# [Request]
Which lines in the records below contain the string "Provide"? Gather each of them and copy it out in full.

# [Exercise material]
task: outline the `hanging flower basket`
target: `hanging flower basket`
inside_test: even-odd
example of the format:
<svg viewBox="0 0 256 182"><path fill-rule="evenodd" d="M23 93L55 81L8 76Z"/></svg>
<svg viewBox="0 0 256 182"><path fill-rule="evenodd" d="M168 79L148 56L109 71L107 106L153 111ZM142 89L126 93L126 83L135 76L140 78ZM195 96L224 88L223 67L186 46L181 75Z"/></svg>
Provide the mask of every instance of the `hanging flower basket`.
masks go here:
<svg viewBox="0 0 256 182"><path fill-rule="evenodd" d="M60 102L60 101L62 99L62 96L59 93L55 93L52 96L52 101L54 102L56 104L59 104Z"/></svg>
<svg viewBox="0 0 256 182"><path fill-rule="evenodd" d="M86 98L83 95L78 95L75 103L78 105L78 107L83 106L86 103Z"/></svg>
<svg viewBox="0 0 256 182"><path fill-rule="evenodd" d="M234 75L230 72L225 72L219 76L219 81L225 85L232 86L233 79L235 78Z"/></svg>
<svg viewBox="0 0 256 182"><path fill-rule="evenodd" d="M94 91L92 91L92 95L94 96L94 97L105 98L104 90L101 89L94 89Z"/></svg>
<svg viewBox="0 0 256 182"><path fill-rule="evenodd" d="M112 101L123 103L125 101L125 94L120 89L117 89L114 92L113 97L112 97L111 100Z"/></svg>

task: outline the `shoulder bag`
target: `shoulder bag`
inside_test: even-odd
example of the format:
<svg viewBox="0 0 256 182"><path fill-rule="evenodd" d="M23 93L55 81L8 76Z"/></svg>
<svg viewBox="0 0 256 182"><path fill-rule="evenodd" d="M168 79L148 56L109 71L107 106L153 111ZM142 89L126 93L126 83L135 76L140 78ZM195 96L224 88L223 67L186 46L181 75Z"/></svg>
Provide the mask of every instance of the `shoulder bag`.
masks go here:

# [Worked answer]
Provide the mask of every instance of the `hanging flower basket`.
Provide the mask of every instance of the `shoulder bag`.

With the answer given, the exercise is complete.